Treat the line containing "Mark the woman" as the first line and the final line of the material below as the last; reproduce that range exactly.

--- start MATERIAL TO PROCESS ---

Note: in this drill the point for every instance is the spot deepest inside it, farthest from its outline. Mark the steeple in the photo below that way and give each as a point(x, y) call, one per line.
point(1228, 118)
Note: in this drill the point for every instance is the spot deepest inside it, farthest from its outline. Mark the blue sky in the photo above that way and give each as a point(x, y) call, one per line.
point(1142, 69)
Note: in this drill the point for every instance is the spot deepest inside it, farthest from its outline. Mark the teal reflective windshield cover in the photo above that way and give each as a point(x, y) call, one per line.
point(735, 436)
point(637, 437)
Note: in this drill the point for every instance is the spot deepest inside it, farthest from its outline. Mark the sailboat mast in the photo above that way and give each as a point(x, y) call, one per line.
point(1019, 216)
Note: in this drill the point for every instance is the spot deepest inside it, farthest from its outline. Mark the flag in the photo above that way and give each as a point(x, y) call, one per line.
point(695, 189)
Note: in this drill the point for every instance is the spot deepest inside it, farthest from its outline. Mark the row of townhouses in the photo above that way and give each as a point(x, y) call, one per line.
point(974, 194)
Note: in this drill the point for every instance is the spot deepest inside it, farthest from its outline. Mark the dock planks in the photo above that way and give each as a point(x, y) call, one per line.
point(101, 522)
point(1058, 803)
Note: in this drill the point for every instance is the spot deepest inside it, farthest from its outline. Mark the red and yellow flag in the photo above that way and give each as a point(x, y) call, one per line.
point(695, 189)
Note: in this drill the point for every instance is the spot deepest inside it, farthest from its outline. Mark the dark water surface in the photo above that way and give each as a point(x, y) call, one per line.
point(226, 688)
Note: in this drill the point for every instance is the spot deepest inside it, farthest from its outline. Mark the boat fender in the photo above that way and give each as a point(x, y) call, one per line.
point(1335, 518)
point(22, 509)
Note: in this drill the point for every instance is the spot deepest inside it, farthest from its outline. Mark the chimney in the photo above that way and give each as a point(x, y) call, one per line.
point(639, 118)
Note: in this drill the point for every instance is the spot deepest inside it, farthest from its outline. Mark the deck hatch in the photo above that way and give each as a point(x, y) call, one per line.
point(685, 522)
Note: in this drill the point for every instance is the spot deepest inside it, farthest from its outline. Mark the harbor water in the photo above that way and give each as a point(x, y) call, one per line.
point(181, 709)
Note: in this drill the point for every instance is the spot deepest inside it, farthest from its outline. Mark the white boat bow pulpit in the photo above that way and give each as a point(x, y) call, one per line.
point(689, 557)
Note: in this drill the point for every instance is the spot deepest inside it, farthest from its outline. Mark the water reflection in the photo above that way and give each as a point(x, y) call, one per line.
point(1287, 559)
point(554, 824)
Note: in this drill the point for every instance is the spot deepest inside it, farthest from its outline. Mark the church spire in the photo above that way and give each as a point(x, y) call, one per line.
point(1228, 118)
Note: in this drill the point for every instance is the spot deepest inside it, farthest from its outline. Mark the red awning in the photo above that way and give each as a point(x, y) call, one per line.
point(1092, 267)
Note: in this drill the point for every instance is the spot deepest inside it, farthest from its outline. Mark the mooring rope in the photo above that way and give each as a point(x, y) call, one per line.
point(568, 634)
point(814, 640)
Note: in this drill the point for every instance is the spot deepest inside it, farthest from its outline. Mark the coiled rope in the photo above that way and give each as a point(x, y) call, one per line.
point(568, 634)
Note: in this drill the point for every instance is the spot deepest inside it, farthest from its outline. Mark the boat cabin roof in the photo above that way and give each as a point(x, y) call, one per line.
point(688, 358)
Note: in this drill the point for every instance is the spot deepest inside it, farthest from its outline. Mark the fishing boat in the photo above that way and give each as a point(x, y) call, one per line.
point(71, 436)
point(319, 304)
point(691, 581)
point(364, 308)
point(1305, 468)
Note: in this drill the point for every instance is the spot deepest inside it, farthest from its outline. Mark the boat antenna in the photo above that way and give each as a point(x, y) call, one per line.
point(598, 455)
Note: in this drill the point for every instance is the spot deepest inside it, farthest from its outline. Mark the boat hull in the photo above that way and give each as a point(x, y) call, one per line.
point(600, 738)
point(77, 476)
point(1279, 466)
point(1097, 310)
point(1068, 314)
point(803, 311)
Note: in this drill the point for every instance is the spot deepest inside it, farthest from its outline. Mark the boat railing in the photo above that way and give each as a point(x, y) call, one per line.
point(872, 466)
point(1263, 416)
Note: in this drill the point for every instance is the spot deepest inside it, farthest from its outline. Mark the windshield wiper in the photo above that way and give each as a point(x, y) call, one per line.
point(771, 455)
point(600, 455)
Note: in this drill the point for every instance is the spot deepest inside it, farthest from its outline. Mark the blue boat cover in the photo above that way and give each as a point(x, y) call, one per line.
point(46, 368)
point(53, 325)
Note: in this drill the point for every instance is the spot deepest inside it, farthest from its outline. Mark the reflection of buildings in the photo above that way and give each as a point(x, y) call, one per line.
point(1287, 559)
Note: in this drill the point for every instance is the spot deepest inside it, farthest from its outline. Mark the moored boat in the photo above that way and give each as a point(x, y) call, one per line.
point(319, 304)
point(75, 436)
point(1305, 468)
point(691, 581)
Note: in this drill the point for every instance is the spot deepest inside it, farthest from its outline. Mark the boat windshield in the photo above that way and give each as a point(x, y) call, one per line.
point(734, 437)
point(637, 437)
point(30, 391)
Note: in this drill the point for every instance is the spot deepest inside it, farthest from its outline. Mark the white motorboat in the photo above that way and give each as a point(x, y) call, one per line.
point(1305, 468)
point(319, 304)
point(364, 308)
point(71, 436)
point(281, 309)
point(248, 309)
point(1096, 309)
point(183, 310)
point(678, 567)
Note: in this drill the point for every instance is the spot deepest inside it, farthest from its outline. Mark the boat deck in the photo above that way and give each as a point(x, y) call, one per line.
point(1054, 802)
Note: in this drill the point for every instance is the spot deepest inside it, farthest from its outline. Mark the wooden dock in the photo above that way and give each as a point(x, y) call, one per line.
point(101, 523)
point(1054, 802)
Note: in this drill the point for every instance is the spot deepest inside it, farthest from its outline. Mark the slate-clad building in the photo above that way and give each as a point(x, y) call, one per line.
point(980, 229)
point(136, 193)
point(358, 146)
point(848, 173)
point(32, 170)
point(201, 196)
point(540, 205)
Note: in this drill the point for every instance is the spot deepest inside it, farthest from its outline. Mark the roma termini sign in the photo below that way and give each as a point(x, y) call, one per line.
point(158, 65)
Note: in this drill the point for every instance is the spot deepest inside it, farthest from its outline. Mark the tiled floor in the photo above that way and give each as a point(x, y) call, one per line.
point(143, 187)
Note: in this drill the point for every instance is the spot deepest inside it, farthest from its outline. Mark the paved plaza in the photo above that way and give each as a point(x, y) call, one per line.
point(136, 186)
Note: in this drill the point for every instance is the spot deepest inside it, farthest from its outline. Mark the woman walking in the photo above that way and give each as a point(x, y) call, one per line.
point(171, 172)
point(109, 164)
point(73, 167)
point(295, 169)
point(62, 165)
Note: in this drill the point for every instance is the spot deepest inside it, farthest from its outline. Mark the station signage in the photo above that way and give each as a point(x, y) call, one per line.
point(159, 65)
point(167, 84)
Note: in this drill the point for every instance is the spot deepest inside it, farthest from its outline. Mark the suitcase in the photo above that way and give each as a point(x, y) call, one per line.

--- end MATERIAL TO PROCESS ---

- _ANSWER IN FULL_:
Note: in this drill the point for every instance is the spot deepest inside it, farthest from its outline. Mark the woman walking in the photo above that way and give each as a point(x, y) call, one per line.
point(171, 172)
point(109, 164)
point(73, 167)
point(295, 169)
point(62, 165)
Note: in this drill the point for every instance is the spot deepest inside it, farthest from its outline. Mark the station signage in the photo above that way and give each as a point(x, y) call, one per line.
point(159, 65)
point(167, 84)
Note: in this drill the point for every instance is the spot deepest inside it, farthest from its outline. Mark the suitcase in the photo above that way and give each as a point(x, y) call, one per line.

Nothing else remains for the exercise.